- [Your goal]:
Give the records again exactly as written. Leave out the pictures.

# # # # # # #

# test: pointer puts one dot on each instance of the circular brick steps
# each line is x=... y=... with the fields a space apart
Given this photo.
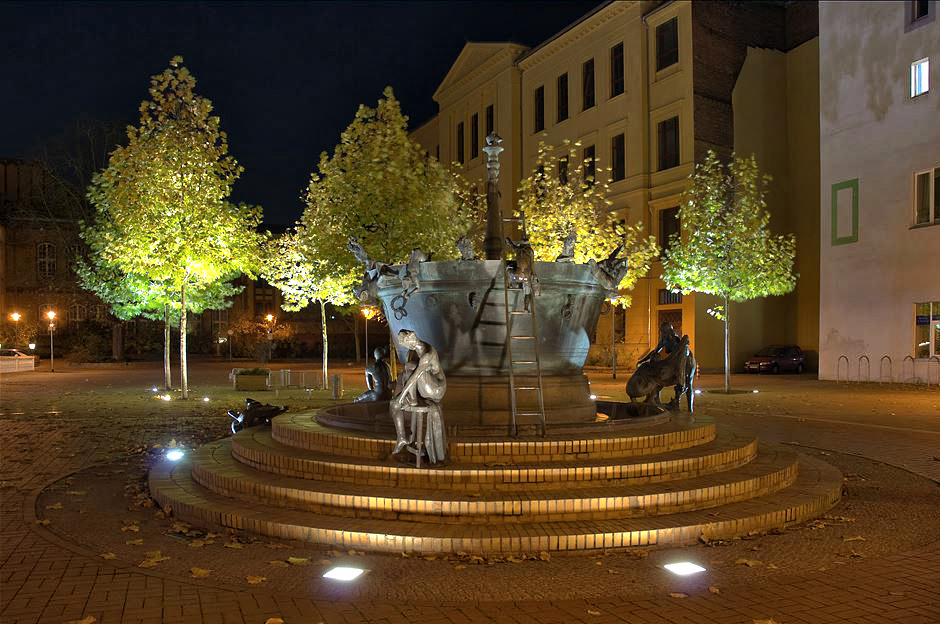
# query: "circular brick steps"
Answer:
x=651 y=484
x=214 y=468
x=257 y=449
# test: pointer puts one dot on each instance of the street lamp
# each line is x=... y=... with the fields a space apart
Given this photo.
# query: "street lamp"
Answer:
x=368 y=313
x=51 y=316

# # # # # # #

- [Exercise solution]:
# test: pointer puts one dot on each instance of the circular brick steps
# each line is x=... y=... with the fields a space apart
Given this photo.
# query: "circular brick steps"
Answer:
x=651 y=484
x=214 y=468
x=257 y=449
# test: pointer puts one dot on each instance of the street lamp
# each line is x=... y=... with the fields a space apart
Given this photo.
# query: "street lamp"
Answer:
x=368 y=313
x=51 y=316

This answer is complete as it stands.